-- start of GIVEN RECORDS --

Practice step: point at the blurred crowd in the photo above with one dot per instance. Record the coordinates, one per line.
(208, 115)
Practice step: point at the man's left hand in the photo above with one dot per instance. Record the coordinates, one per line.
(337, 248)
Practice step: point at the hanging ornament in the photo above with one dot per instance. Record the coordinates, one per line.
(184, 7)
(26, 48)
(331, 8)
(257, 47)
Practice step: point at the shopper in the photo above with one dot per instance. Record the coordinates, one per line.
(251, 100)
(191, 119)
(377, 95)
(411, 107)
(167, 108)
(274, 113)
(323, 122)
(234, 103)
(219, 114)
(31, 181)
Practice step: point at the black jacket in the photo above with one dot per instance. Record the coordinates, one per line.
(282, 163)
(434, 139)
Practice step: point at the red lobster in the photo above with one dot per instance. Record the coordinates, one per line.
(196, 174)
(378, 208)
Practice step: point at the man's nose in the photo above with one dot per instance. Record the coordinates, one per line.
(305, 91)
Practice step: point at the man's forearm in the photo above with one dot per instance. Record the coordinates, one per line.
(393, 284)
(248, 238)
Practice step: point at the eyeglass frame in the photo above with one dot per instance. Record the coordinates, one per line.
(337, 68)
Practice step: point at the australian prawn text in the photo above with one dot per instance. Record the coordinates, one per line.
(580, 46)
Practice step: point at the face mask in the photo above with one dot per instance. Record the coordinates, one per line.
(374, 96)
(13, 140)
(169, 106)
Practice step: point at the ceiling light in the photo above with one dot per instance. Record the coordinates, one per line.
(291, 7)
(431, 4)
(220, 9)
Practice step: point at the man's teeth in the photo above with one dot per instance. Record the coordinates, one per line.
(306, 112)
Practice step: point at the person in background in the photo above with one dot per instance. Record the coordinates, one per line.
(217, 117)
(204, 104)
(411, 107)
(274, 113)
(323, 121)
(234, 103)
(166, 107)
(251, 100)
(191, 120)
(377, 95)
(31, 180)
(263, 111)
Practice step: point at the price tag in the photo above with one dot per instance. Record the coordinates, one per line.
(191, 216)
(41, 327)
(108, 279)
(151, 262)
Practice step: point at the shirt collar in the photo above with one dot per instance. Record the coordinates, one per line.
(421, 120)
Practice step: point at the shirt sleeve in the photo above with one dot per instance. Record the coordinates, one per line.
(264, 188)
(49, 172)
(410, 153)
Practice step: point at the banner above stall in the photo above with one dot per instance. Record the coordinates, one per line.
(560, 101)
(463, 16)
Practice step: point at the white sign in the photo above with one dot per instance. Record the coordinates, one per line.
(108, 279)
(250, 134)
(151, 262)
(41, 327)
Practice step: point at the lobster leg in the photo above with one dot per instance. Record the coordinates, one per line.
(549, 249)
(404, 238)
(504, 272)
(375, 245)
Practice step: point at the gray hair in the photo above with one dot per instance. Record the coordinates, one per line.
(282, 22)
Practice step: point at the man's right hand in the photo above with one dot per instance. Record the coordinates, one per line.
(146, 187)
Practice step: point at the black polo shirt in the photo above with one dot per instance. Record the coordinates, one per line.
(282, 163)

-- end of GIVEN RECORDS --
-- start of GIVEN RECORDS --

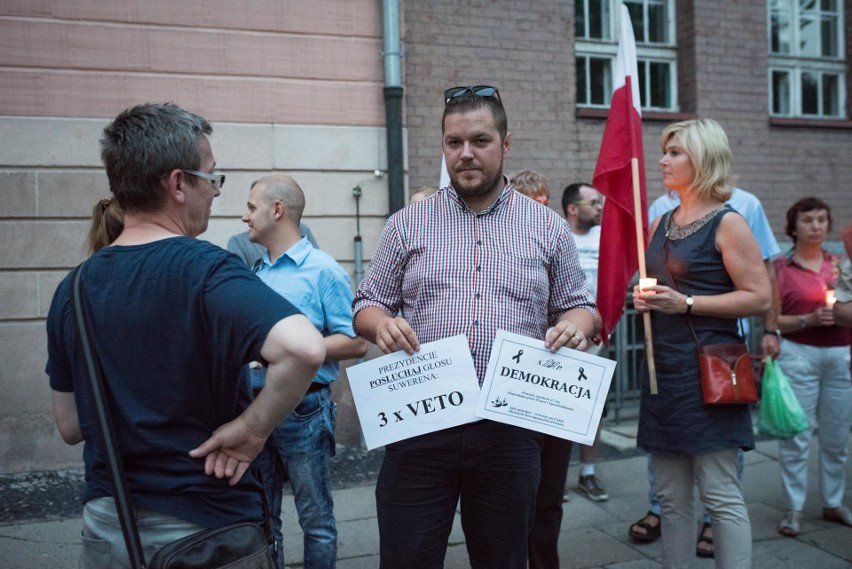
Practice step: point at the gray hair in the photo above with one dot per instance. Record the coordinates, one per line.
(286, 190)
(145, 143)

-- end of GIVEN RECORDS --

● INSTRUCTIONS TO FOLLOW
Which lines in the items above contain the word "lobster"? Report each of them in full.

● OUTPUT FOR THIS TASK
Practice step: point at the red lobster in the photo above with one dot per instance. Record the coordinates, one per line.
Practice step: point at the lobster leg in the photo above with one dot per instance. Record the coordinates, one per line.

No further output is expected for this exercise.